[START OF MATERIAL]

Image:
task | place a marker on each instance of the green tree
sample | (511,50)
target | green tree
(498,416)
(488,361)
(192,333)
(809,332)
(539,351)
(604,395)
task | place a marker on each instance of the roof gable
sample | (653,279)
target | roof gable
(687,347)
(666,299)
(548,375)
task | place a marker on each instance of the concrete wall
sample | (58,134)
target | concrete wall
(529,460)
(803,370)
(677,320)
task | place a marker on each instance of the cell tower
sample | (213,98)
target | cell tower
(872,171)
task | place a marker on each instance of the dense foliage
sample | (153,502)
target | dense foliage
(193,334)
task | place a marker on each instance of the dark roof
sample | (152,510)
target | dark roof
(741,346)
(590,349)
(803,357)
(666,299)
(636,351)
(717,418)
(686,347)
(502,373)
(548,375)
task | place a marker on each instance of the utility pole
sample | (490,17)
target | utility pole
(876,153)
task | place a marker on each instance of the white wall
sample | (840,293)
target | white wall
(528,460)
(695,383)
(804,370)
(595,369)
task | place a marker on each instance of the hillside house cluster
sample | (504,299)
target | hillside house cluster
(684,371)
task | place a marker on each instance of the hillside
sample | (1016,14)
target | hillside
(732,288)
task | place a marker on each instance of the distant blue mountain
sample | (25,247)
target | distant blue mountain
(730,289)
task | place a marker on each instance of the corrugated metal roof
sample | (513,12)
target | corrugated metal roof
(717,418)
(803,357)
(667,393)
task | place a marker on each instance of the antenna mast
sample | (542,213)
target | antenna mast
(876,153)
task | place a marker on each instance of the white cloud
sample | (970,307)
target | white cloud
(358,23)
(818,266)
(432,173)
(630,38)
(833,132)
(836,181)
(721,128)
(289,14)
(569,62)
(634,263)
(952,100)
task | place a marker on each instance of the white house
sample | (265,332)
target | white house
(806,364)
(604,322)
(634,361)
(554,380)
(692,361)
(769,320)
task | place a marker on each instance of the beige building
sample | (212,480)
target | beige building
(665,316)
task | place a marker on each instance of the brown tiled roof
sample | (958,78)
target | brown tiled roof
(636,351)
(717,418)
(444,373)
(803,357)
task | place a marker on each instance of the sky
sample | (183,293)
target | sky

[END OF MATERIAL]

EXERCISE GOAL -
Reproduce the whole listing above with every occurrence of "place a marker on" changed to "put a dot on". Leave everything else unchanged.

RESULT FOR THIS EXERCISE -
Image:
task | put a dot on each instance of the green tree
sample | (511,50)
target | green tree
(498,416)
(488,361)
(192,333)
(809,332)
(539,351)
(604,395)
task | put a dot on each instance of the roof gable
sample | (653,279)
target | roof gable
(687,347)
(666,299)
(548,375)
task | put a dot on each instance of the concrete wall
sample | (58,134)
target | concrete wall
(529,460)
(803,370)
(677,320)
task | put a dot on each instance of the cell tower
sample | (213,98)
target | cell tower
(872,171)
task | put a dot on each instance of the dense foliage
sample | (153,502)
target | dense foliage
(193,334)
task | put a dot on each instance of the dark roof
sample | (152,510)
target | dark roof
(741,346)
(590,349)
(803,357)
(666,299)
(636,351)
(717,418)
(686,347)
(502,373)
(548,375)
task | put a dot on each instance of the utility pole
sample | (490,17)
target | utility pole
(876,153)
task | put a dot on each instance of the white wall
sample | (840,293)
target | white wall
(528,460)
(695,383)
(804,370)
(595,369)
task | put a dot on each instance of the hillside house cluster
sample | (504,299)
target | hillside house cluster
(684,371)
task | put a dot on each instance of the hillside
sample | (1016,14)
target | hillside
(732,288)
task | put a dot on each instance of the distant blue mountain
sample | (25,247)
target | distant blue mountain
(730,289)
task | put a dot on each instance of the corrugated metal roof
sample | (513,12)
target | corrugated metal roof
(717,418)
(803,357)
(667,393)
task | put a dot on each instance of the antenna mast
sample | (542,213)
target | antenna mast
(876,153)
task | put a dot on each instance of the white cloud
sample | (970,307)
target | white cloud
(358,23)
(818,266)
(432,173)
(630,38)
(833,132)
(836,181)
(721,128)
(289,14)
(569,62)
(634,263)
(952,100)
task | put a dot on each instance of the white house
sample | (265,332)
target | white house
(806,364)
(604,322)
(634,361)
(554,380)
(692,361)
(769,320)
task | put a dot on each instance of the beige building
sample | (212,480)
target | beige building
(665,316)
task | put a dot on each instance of the brown tiled roof
sample | (958,78)
target | brown tiled roof
(636,351)
(717,418)
(444,373)
(803,357)
task | put a dot on each instance of the sky
sample | (183,293)
target | sky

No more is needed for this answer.